**Data for processing**
--------------------

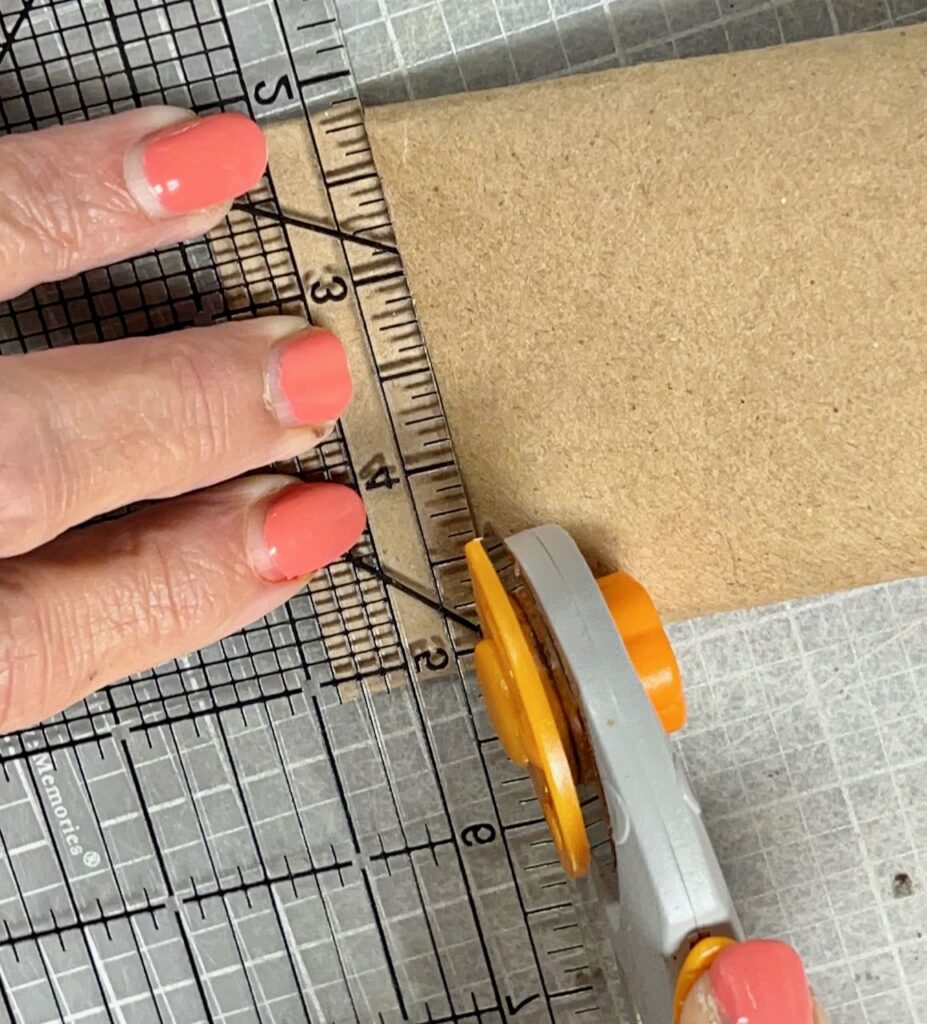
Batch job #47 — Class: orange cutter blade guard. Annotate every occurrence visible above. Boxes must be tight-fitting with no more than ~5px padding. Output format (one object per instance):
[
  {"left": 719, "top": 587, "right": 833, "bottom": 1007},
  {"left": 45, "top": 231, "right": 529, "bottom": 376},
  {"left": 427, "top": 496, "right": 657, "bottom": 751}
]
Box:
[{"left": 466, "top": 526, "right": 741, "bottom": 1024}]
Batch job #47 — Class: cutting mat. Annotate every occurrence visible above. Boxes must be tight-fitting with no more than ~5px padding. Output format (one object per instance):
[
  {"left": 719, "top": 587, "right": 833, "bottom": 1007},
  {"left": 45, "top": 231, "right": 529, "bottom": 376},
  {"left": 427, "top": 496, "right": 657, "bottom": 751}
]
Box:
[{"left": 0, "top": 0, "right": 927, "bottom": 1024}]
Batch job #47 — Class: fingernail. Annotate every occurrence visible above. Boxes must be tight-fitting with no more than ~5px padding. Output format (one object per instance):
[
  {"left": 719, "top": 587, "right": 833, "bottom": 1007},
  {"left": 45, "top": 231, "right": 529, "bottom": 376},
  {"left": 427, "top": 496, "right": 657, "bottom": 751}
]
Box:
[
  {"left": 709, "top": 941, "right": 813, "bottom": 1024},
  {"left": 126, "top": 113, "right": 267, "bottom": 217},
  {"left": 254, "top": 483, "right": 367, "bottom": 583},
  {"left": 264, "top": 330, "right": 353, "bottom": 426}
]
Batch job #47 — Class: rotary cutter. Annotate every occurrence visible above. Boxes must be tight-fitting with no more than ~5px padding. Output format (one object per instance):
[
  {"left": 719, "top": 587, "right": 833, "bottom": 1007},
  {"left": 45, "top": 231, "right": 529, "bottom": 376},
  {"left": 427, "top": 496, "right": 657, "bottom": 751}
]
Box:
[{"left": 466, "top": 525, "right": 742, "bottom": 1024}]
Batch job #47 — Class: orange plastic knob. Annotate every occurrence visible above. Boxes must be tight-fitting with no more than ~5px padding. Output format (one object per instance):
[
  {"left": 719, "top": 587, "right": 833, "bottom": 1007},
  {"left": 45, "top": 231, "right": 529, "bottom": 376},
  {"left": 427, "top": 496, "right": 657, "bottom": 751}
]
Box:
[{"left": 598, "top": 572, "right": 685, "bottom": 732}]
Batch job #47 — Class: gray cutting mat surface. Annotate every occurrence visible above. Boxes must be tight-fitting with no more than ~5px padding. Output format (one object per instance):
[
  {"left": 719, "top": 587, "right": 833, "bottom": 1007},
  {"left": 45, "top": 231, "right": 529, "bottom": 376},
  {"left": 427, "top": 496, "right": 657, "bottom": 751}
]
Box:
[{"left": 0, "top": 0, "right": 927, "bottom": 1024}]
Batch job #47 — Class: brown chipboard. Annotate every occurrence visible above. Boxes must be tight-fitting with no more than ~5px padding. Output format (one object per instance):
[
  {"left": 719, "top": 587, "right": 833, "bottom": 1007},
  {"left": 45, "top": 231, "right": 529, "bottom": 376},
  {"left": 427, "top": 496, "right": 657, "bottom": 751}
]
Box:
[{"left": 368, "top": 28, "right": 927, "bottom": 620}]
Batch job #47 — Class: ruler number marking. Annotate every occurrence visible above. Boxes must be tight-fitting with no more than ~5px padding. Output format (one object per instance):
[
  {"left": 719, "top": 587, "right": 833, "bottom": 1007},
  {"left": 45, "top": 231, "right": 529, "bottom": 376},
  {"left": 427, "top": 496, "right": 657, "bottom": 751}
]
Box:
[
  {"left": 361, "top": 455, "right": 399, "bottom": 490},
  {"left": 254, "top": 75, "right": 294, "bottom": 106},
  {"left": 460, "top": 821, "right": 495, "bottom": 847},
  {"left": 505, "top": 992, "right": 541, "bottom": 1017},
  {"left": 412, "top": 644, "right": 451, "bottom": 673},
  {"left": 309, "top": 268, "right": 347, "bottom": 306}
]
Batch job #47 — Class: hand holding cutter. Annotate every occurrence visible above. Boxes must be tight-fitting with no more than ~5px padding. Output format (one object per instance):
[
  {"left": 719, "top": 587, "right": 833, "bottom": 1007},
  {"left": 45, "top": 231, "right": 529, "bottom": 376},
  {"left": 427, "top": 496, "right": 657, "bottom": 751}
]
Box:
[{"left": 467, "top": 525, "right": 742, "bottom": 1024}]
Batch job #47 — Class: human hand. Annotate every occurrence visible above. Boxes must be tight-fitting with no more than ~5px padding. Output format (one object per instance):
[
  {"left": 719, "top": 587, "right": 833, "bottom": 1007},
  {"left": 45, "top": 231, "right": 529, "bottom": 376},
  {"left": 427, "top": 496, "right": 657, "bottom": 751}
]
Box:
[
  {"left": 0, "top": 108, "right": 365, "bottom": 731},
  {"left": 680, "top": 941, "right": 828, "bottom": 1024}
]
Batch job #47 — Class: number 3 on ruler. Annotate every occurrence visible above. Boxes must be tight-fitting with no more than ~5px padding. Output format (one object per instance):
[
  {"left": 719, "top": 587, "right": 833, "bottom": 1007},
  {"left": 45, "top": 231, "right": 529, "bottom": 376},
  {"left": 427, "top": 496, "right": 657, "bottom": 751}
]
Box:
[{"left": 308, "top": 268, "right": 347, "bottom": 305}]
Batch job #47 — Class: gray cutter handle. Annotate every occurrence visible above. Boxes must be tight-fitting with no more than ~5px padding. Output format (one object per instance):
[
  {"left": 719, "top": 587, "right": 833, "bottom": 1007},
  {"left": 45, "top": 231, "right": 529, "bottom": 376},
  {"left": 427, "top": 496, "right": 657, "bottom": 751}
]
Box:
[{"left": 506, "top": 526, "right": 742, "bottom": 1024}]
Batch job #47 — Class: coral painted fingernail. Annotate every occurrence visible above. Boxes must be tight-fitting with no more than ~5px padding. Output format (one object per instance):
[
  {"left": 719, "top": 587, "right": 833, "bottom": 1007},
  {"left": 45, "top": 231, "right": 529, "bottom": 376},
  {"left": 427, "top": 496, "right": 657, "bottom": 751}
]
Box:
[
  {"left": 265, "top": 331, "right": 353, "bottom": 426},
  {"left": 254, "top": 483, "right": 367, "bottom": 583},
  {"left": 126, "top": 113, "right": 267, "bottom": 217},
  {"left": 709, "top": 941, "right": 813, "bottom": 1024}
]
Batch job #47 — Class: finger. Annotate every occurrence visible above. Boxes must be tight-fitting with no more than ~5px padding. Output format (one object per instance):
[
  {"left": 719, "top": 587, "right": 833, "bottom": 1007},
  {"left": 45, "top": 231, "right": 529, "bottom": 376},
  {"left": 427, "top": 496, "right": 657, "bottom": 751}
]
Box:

--------------------

**What to produce**
Extract every line of the entries above that contains the string "fingernail", copying each line unchanged.

**Response for this exercise**
Batch job #47 — Class: fingernail. Annotate every occurrence visible above. Boxes must be tight-fitting with no more than ~5px padding. Output format (one object per instance):
Batch job #47 — Class: coral painted fingernail. Annotate every occurrence visible above. Boxes must be tight-fitting with no more than ~5px padding. Output format (one object per instance):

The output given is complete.